Task details:
Tally the lines in the items below that contain the word "yellow" and reply with that number alone.

Data to process:
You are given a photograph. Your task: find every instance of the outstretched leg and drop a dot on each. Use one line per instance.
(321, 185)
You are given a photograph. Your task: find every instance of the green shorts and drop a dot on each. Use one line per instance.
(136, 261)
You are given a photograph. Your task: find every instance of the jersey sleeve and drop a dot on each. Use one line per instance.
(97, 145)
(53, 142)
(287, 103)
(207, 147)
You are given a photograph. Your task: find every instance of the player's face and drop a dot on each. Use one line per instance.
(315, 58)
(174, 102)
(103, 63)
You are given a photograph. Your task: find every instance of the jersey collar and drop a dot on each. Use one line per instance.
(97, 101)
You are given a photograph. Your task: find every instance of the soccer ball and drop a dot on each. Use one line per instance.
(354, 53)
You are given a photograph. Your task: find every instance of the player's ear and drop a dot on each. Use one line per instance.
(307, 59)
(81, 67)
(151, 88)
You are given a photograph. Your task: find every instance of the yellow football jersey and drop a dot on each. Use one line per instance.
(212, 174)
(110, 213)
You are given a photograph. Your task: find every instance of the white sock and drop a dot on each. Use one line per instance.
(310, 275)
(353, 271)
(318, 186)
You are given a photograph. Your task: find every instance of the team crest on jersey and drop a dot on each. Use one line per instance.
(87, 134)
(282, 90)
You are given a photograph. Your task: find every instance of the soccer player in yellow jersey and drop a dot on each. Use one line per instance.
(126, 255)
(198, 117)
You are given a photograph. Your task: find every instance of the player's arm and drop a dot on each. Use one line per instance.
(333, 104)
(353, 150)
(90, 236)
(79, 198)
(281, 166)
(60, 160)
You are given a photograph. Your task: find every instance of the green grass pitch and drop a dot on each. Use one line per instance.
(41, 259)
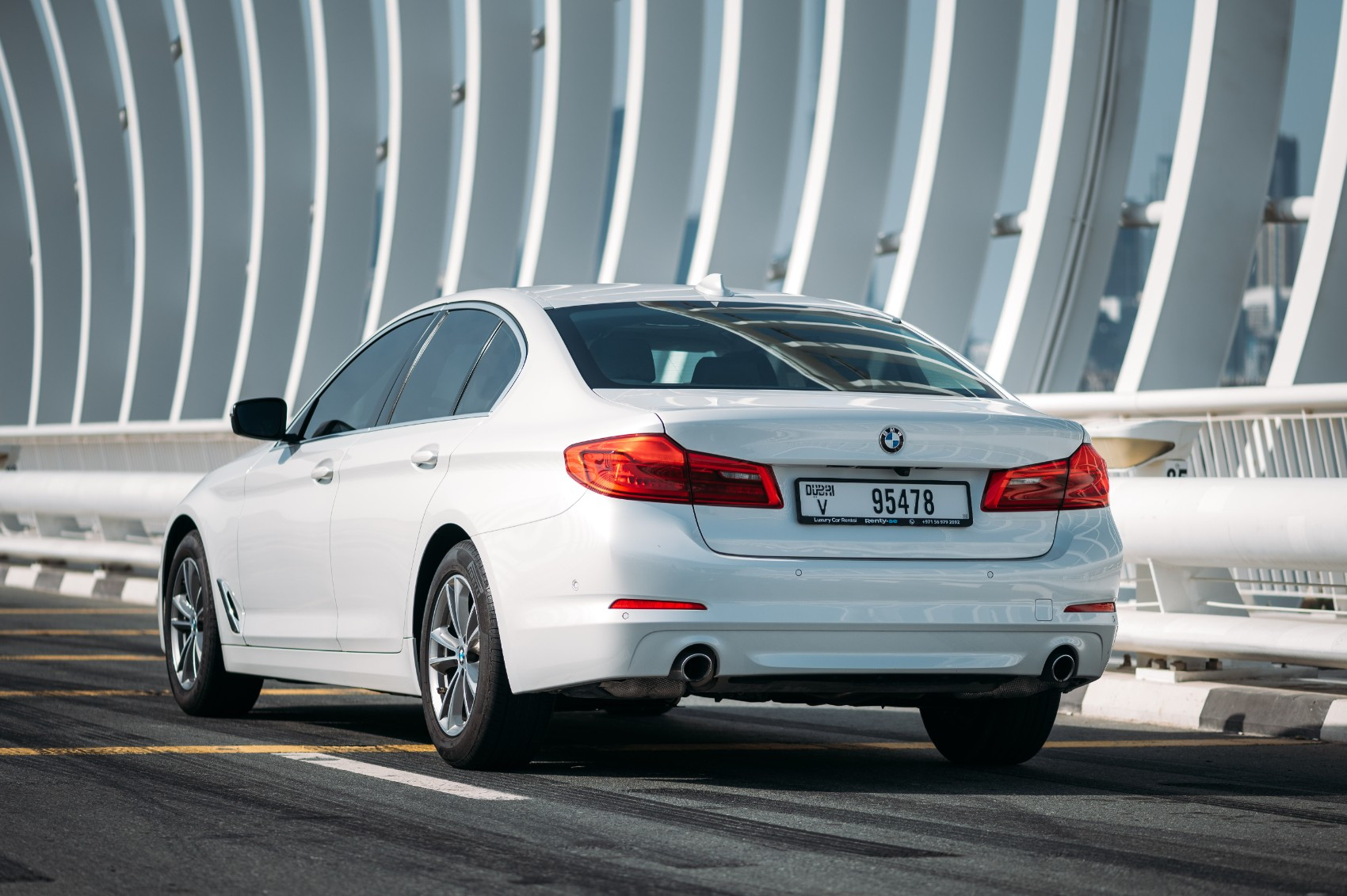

Answer in full:
2